- The problem -
For the entries below, repeat exactly each line starting with the one that contains "In this picture, where can the pave" and going on through the one that contains "In this picture, where can the open cuff", and no others.

- Records for processing -
▶

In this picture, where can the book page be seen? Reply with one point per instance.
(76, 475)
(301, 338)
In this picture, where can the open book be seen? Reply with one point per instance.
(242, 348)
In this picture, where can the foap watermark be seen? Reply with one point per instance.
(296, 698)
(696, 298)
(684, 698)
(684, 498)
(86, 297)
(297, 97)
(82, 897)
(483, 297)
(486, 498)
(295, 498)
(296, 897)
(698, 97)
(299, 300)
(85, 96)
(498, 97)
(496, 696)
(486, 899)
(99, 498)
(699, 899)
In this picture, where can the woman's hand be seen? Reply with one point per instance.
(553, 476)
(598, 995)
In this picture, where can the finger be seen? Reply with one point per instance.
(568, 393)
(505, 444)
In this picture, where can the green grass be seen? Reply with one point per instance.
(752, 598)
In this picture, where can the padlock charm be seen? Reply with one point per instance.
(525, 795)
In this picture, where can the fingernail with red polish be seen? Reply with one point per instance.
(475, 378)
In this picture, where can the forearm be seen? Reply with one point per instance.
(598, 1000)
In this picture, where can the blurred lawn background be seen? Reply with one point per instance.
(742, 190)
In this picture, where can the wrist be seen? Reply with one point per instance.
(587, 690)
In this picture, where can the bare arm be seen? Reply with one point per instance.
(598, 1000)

◀
▶

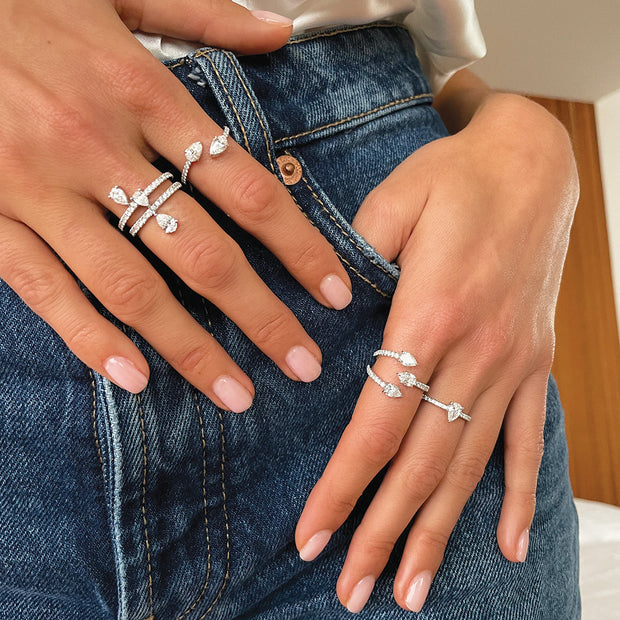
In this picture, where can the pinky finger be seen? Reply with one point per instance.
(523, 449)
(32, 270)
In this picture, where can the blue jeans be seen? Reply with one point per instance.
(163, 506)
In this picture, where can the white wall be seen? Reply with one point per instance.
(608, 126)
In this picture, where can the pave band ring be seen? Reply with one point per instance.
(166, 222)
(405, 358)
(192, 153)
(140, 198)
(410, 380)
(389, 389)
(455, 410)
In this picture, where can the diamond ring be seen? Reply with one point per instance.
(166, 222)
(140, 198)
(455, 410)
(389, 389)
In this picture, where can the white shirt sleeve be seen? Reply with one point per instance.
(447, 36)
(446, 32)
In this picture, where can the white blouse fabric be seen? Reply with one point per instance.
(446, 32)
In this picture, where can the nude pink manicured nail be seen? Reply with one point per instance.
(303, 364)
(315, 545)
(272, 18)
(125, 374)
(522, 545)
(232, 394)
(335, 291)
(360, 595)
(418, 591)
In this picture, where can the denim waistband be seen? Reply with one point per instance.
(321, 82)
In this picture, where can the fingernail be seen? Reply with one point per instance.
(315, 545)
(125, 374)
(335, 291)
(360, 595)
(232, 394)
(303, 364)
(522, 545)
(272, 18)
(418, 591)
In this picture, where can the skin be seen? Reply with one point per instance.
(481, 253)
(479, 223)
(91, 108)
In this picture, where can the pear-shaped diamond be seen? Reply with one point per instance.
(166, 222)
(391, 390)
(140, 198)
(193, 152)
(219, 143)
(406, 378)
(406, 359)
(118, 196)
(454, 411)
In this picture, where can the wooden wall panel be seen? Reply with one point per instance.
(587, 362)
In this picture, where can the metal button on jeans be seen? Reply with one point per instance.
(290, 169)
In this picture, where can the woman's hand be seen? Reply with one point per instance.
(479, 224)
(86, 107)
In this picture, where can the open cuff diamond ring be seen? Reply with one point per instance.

◀
▶

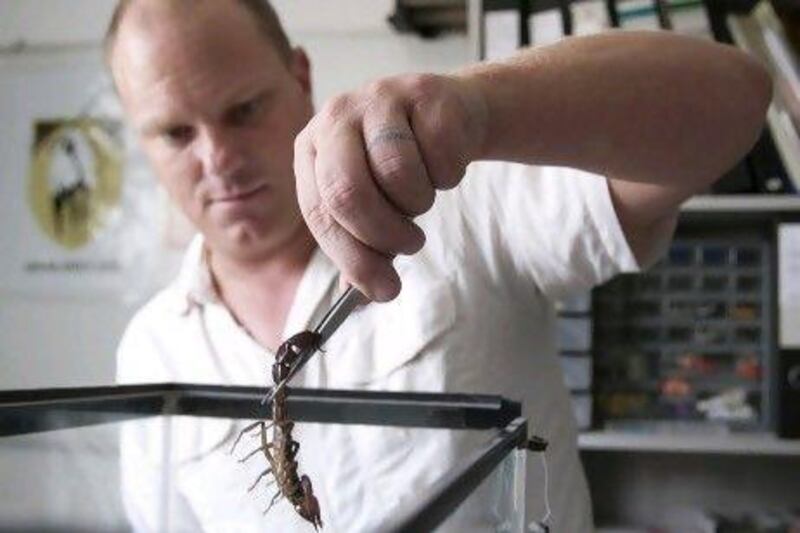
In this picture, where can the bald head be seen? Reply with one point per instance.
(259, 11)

◀

- Solution -
In this picture, where can the pave band ring be seen? Reply with one point per instance.
(166, 222)
(405, 358)
(192, 153)
(140, 198)
(410, 380)
(389, 389)
(455, 410)
In this picture, where can the diamond ring be seen? Reply with one point per instance.
(166, 222)
(140, 198)
(455, 410)
(389, 389)
In this picture, where can the white shirt sleeve be seen? Reply with one point per instance.
(447, 36)
(446, 32)
In this picture, where can the white blouse fabric be seen? Reply with one point per instance.
(446, 32)
In this picture, where can the nude pink manicured nail be seen? Reply with one point per instance.
(303, 364)
(315, 545)
(272, 18)
(125, 374)
(522, 545)
(232, 394)
(335, 291)
(360, 595)
(418, 591)
In this picture, where can the denim waistband be seen? Reply with one point per instance.
(321, 82)
In this picture, where can the fingernail be seen? Reply with one point per instance.
(315, 545)
(125, 374)
(335, 291)
(360, 595)
(232, 394)
(303, 364)
(522, 545)
(272, 18)
(418, 591)
In this picture, where can the skin be seen? Reply with one point per instance.
(481, 253)
(479, 223)
(91, 108)
In this picture, where can the pear-shaped diamond be seen? Reply with one point per instance.
(166, 222)
(391, 390)
(140, 198)
(193, 152)
(219, 143)
(406, 378)
(406, 359)
(118, 196)
(454, 411)
In this picture, where can the wooden wall panel be seen? Reply with one point per instance.
(587, 362)
In this picture, where can the metal button on jeans be seen? Reply with one point per instance.
(290, 169)
In this picture, where can the woman's hand be seen? Reply with one point per instance.
(479, 224)
(86, 107)
In this picture, where can the open cuff diamond ring be seen? Reply with one point per instance.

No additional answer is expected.